(Items listed in a dataset)

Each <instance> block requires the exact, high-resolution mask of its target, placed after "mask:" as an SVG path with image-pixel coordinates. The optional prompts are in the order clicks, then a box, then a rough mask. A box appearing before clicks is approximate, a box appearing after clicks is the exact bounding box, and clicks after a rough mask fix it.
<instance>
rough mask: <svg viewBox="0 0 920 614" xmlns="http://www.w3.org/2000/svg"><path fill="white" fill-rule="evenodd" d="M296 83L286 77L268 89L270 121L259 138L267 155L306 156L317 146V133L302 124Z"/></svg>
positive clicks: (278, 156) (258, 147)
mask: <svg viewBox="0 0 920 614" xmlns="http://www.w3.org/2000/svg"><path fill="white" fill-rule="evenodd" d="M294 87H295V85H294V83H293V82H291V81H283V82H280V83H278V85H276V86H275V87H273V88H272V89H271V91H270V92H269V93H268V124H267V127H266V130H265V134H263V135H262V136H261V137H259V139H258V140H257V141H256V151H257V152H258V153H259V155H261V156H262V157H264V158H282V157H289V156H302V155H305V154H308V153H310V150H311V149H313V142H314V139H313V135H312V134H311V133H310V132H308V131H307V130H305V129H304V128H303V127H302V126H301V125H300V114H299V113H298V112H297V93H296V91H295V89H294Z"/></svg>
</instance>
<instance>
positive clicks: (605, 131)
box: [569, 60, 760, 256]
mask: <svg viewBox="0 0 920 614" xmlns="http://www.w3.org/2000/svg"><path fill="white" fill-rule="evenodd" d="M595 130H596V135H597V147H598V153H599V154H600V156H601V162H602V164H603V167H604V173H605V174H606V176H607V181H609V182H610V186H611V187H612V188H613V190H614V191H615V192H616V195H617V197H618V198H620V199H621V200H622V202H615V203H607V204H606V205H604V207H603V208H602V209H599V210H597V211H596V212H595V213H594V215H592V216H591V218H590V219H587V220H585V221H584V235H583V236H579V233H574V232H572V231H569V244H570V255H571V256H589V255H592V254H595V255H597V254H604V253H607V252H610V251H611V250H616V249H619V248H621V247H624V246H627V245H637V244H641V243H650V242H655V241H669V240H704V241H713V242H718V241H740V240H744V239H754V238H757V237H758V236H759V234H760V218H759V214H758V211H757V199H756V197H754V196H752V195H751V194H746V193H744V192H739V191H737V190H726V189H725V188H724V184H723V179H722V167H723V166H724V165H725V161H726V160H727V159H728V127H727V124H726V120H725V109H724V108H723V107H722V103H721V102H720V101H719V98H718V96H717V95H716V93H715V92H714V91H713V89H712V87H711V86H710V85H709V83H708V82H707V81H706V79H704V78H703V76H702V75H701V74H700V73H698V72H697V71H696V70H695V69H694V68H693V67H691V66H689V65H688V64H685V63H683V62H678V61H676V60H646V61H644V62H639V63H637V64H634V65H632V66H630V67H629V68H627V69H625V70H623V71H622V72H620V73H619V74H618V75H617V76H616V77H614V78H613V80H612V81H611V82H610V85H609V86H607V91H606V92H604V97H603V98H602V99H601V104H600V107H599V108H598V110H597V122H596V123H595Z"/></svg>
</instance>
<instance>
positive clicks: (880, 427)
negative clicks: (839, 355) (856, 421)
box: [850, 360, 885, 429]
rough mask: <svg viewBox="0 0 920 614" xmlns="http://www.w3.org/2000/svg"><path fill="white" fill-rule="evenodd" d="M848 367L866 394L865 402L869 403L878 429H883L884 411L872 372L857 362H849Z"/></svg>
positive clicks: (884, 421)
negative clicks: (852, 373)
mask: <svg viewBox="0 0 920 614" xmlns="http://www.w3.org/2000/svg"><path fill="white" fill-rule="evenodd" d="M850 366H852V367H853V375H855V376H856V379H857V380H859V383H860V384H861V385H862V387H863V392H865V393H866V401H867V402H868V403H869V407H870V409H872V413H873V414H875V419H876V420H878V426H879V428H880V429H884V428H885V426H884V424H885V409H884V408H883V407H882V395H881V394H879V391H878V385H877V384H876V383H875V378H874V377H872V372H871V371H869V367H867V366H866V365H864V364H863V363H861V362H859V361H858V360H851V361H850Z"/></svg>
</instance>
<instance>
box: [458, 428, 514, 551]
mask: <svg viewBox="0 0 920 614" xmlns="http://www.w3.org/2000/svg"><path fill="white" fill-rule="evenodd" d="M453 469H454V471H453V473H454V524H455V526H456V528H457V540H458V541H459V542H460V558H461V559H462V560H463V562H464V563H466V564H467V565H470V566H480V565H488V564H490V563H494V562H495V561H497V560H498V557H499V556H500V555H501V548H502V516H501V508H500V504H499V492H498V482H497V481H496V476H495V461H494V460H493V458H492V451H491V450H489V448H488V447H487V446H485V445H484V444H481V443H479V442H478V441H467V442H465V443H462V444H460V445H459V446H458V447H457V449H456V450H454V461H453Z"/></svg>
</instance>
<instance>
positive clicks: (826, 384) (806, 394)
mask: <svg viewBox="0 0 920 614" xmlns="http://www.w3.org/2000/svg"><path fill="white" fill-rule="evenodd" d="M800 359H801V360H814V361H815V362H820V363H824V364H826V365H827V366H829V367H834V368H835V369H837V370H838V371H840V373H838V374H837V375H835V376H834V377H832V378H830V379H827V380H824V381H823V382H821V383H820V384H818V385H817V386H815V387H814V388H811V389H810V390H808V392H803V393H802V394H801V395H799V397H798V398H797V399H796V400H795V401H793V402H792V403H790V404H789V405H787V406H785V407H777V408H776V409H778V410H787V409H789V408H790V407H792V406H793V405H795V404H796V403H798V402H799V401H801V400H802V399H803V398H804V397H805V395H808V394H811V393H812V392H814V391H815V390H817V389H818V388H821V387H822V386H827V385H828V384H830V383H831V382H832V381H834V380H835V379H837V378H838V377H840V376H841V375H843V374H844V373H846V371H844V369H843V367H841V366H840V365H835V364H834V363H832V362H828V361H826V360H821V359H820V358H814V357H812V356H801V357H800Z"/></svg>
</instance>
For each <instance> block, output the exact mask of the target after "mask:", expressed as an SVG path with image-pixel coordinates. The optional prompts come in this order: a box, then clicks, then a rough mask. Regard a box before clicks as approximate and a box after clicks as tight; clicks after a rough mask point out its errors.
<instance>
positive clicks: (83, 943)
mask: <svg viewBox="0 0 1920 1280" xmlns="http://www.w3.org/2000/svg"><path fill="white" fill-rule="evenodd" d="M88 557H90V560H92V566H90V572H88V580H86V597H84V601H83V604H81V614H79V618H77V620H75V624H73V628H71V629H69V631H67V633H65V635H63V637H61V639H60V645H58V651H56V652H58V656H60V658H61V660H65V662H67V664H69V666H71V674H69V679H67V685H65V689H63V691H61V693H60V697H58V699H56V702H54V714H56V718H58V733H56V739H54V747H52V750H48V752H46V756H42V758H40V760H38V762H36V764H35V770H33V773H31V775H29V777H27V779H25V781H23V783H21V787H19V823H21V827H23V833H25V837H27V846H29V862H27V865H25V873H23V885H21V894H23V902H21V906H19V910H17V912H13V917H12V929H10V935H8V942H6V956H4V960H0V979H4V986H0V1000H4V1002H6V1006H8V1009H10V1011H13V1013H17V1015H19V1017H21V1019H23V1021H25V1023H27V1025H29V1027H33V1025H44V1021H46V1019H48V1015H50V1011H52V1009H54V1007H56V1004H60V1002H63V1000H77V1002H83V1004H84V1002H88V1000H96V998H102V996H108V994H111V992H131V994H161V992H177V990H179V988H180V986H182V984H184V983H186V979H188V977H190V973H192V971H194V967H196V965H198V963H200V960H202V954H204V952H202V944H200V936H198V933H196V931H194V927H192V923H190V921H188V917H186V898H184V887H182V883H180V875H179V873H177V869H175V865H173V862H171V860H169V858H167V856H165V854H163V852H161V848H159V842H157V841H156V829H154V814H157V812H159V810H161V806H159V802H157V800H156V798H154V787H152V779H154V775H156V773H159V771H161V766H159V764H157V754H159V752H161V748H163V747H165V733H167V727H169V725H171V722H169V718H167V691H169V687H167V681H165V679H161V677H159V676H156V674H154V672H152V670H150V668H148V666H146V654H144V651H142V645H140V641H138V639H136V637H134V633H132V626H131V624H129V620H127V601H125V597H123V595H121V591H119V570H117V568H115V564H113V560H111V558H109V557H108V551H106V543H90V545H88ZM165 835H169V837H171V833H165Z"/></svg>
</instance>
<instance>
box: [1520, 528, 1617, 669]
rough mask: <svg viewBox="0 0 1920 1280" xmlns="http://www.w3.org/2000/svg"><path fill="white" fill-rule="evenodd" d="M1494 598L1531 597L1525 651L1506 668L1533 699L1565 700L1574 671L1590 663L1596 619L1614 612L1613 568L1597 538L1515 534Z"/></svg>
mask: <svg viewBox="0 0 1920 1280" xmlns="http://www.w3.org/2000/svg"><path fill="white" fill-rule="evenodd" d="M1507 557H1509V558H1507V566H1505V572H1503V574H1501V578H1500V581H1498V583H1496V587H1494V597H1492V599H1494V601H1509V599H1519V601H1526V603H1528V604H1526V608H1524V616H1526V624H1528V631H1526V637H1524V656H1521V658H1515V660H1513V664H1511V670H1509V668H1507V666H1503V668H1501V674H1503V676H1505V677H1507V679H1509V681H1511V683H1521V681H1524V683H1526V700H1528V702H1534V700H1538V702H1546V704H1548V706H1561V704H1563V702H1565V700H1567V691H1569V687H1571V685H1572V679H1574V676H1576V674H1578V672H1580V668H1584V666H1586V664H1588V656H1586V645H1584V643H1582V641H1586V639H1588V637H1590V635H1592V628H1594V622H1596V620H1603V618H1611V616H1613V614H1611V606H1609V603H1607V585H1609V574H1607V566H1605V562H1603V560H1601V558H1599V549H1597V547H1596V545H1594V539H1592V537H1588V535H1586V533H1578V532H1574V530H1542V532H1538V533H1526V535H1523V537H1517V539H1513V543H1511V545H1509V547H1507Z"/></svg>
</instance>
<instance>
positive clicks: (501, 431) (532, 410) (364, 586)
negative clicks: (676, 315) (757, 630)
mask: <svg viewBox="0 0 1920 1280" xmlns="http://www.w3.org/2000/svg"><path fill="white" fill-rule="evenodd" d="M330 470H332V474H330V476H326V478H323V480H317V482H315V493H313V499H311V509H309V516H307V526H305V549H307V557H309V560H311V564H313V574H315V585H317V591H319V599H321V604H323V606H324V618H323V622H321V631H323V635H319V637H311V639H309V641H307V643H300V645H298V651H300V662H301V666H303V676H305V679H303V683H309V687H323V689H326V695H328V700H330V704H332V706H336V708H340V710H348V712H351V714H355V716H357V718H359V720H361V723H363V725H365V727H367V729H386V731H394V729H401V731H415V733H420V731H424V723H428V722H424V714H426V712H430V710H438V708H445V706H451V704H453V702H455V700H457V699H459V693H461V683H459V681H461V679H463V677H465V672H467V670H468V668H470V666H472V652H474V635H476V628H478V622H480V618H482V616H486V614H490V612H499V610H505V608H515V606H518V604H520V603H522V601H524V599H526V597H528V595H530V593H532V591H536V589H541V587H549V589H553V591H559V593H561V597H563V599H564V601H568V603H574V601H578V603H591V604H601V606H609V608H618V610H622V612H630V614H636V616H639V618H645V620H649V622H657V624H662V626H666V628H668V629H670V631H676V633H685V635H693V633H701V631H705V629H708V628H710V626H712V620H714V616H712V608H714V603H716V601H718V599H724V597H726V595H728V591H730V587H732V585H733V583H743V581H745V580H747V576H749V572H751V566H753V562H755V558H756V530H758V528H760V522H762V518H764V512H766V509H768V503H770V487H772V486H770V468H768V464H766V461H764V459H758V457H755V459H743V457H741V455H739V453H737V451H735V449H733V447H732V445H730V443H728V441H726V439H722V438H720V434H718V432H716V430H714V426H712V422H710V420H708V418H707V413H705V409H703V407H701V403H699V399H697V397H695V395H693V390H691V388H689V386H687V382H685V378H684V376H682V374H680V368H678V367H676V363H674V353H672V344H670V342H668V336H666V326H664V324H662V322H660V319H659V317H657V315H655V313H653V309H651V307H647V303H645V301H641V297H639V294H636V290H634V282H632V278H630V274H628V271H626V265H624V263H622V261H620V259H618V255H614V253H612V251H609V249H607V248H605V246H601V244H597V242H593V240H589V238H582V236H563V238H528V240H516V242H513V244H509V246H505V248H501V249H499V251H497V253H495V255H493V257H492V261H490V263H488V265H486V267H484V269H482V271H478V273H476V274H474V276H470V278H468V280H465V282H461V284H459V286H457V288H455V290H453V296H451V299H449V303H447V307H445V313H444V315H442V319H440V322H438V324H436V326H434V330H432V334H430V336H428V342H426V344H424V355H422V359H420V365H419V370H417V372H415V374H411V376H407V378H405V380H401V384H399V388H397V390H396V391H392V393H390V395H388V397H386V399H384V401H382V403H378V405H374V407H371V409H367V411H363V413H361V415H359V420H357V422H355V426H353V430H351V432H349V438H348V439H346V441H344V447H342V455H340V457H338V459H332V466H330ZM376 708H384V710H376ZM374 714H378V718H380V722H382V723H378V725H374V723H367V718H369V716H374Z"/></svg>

◆ DESCRIPTION OF THE TASK:
Return, exactly as they stand, the lines from the start of the records above through the line with "83L286 77L268 89L270", both ends included, and no other lines.

◆ OUTPUT OF THE EXERCISE:
Each <instance> block requires the exact, high-resolution mask of its target, placed after "mask:" as an SVG path with image-pixel coordinates. The optional prompts are in the order clicks, then a box, then a rough mask. A box appearing before clicks is approximate, a box appearing after clicks is the exact bounding box, and clicks after a rough mask fix it.
<instance>
rough mask: <svg viewBox="0 0 920 614" xmlns="http://www.w3.org/2000/svg"><path fill="white" fill-rule="evenodd" d="M296 83L286 77L268 89L270 121L259 138L267 155L306 156L317 146V133L302 124Z"/></svg>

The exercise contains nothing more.